• [Rangkaian Latihan]:
1. Tuliskan ulang secara persis bagian petikan tentang Wonokromo di bawah ini, mulai dari "Oleh; suparto wardoyo" dan terus hingga "di kosmos Wonokromo?".
2. Teruskan petikan tentang Wonokromo di bawah ini, dimulai setelah kalimat terakhir yang tercantum.

━━ Petikan Teks

Wonokromo Mau Dikemanakan?

Oleh; suparto wardoyo
Akankah wonokromo tersisa tinggal sekedar legenda atau menjadi serpihan sejarah dalam dinamika peradaban Kota Surabaya? Bagi warga Surabaya, Wonokromo memiliki bobot historis-psikologis dan watak sosio-budaya perkotaan yang monumental. Wonokromo dan Sawunggaling merupakan sentrum metropolitan Surabaya tempo doeloe. Dendang lagu “…semanggi suroboyo… lontong balap wonokromo…” adalah nyanyian keabadian yang melambangkan betapa pentingnya Wonokromo bagi arek-arek Suroboyo. Tetapi, apa yang sedang terjadi di kosmos Wonokromo?

Tataran ruang Wonokromo telah menyajikan alasan pembenar tentang singgungan kemajuan wilayah ini. Di Wonokromo bertengger seluruh jaringan kemasyarakatan Kota Surabaya. Altar Wonokromo menyuguhkan: Kebun Binatang Surabaya (KBS), Terminal Joyoboyo, Pintu Air Jagir dan Stasiun Kereta Api Wonokromo, serta etalase wewangian yang dapat dinikmati setiap malam di sepanjang rel kereta api sebagai “café jelata warga kumuh kota”.

━━━━
━━ Catatan Data

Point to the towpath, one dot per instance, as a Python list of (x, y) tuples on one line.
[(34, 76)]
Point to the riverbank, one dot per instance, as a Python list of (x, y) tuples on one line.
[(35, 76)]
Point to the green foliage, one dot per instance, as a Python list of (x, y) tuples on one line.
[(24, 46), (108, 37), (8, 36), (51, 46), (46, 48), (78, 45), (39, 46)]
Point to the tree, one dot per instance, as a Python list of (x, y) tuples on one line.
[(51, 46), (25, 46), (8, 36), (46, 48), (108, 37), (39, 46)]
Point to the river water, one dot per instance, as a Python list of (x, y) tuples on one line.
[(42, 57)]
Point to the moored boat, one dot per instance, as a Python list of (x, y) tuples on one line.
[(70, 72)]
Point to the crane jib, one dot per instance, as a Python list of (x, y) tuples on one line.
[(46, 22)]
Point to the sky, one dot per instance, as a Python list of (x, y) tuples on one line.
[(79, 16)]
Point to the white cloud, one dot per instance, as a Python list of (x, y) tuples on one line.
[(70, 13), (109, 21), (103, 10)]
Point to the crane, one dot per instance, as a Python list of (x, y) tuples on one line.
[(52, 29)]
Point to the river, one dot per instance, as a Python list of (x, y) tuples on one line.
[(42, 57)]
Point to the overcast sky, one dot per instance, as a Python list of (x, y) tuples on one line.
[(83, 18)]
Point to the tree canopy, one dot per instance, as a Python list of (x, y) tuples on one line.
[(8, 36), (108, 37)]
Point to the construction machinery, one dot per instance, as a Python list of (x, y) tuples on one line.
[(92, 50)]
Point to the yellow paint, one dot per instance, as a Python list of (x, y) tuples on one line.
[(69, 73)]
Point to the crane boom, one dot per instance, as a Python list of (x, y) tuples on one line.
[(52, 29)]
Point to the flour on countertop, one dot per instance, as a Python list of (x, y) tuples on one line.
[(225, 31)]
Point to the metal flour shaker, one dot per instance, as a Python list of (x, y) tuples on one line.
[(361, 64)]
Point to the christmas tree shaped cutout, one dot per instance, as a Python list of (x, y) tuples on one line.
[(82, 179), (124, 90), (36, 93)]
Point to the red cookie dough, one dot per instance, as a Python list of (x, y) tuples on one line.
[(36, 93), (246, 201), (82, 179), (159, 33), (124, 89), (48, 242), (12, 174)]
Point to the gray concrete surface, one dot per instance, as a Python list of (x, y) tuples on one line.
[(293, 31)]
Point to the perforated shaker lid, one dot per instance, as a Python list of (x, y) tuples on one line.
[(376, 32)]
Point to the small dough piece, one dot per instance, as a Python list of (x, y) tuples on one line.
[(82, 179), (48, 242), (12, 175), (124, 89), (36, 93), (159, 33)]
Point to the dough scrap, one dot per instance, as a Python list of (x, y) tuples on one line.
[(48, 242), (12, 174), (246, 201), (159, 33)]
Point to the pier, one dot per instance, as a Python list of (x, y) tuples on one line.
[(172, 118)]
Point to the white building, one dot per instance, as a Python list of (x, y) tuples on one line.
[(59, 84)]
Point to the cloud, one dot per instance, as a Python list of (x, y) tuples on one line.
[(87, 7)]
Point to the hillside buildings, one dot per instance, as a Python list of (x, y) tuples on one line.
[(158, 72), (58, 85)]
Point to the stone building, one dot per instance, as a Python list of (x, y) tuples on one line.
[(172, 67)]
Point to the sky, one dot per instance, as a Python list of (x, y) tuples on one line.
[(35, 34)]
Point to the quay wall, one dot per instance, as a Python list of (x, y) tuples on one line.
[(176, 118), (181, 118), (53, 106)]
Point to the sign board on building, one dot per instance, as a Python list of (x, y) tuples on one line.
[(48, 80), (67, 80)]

━━━━

• [Jawaban Tertulis]:
1.
Oleh; suparto wardoyo
Akankah wonokromo tersisa tinggal sekedar legenda atau menjadi serpihan sejarah dalam dinamika peradaban Kota Surabaya? Bagi warga Surabaya, Wonokromo memiliki bobot historis-psikologis dan watak sosio-budaya perkotaan yang monumental. Wonokromo dan Sawunggaling merupakan sentrum metropolitan Surabaya tempo doeloe. Dendang lagu “…semanggi suroboyo… lontong balap wonokromo…” adalah nyanyian keabadian yang melambangkan betapa pentingnya Wonokromo bagi arek-arek Suroboyo. Tetapi, apa yang sedang terjadi di kosmos Wonokromo?

2.
Semua itu titik nadi penghayatan jatidiri Wonokromo. Kompleksitas Wonokromo merefleksikan kepedihan yang mendalam bagi warga kota yang acapkali terpinggirkan. Pembangunan Pasar Wonokromo dalam kerangkeng Darmo Trade Centre (DTC) agar sedikit gemerlap sebagai simbol “keagungan” dan “pintu gerbang” Kota Surabaya, tentu dapat diterima dengan catatan. Konstruksi pasar musti harus dapat diagendakan untuk “melayani jemaat” secara signifikan yang berasal dari semua segmen warga: dari kalangan elite sungguhan sampai pada yang “elite” (ekonomi sulit) beneran. Kawan-kawan pedagang kaki lima (PKL) dan “penduduk asli” pun seyogianya kooperatif demi terciptanya citra elegan Kota Surabaya. Publik harus dapat “dibuat” percaya bahwa belanja di Pasar Wonokromo (DTC) “pasti untung”. Kekhawatiran sepinya pembeli wajib di tepis dengan perubahan perilaku penjual: stop jualan keliling yang sembarangan.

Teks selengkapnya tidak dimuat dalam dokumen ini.